Items listed in a dataset:

▶

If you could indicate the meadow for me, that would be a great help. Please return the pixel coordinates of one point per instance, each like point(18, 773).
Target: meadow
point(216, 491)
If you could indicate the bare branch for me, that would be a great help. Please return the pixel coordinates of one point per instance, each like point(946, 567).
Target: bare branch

◀

Could you please repeat the data exactly as given?

If you could indicate the meadow for me, that would be a great help. Please return the pixel coordinates of one point per instance, each like point(18, 773).
Target: meadow
point(216, 491)
If you could indicate the bare branch for me, that would be a great help. Please return the pixel coordinates of one point per instance, each like point(946, 567).
Target: bare branch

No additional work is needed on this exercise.